## Exercise directions
Reproduce the entries below without any change, from the line that contains "# test: point to the storage" through the last line of the entries, with both ends included.

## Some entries
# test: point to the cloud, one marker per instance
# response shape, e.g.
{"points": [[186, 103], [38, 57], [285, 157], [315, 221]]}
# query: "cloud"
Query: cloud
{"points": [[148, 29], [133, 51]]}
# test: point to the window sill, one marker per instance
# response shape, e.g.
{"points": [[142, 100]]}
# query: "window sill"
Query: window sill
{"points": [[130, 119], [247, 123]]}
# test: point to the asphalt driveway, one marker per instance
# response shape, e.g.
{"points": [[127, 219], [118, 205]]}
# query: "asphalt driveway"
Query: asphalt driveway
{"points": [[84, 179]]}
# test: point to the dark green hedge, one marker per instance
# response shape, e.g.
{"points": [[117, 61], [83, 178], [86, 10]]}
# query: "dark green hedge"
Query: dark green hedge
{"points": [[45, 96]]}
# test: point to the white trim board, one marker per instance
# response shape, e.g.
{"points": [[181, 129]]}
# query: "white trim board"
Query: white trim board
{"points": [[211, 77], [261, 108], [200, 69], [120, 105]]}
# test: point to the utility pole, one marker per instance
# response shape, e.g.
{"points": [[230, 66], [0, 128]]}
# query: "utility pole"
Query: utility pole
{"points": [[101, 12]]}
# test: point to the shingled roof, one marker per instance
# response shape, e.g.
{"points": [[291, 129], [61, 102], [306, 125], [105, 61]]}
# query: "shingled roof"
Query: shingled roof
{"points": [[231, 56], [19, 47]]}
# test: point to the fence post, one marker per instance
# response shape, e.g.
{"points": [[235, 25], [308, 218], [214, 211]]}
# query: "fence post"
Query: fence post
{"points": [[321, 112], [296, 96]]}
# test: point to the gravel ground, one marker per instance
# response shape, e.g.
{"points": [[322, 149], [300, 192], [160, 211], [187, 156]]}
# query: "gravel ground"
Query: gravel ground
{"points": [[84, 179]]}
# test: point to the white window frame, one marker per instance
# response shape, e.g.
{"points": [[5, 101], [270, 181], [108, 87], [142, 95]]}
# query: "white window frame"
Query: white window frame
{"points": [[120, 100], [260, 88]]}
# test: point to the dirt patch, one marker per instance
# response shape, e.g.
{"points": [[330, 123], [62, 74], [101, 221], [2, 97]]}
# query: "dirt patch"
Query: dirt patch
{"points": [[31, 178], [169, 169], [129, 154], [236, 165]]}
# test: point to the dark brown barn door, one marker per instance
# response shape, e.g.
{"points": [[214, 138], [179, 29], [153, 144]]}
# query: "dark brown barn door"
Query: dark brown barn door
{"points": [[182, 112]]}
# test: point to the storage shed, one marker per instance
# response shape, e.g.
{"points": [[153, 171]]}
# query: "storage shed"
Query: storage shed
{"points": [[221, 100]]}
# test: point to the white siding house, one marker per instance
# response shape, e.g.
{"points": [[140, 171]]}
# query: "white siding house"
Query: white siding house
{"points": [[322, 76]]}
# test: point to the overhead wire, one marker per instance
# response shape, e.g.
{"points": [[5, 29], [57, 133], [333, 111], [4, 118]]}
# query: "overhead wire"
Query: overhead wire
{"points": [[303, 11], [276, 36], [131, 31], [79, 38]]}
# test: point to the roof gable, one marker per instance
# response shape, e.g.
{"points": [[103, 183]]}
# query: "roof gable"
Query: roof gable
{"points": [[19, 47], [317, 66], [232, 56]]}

## Correct result
# test: point to the storage shed, one marker per instance
# response shape, e.g.
{"points": [[153, 171]]}
# query: "storage shed"
Query: storage shed
{"points": [[221, 100]]}
# test: point to the white siding house, one marker per instance
# response shape, e.g.
{"points": [[140, 171]]}
# query: "white siding house"
Query: white siding house
{"points": [[322, 76]]}
# test: point to the overhead wire, one marker per instance
# response shape, e.g.
{"points": [[5, 29], [57, 133], [333, 111], [4, 118]]}
# query: "overhead wire"
Query: overhead wire
{"points": [[303, 11], [276, 36], [131, 31], [79, 38]]}
# test: point to the roof gable, one marker per instance
# response shape, e.g.
{"points": [[103, 183]]}
# query: "roof gable"
Query: roof gable
{"points": [[19, 47], [317, 66], [232, 56]]}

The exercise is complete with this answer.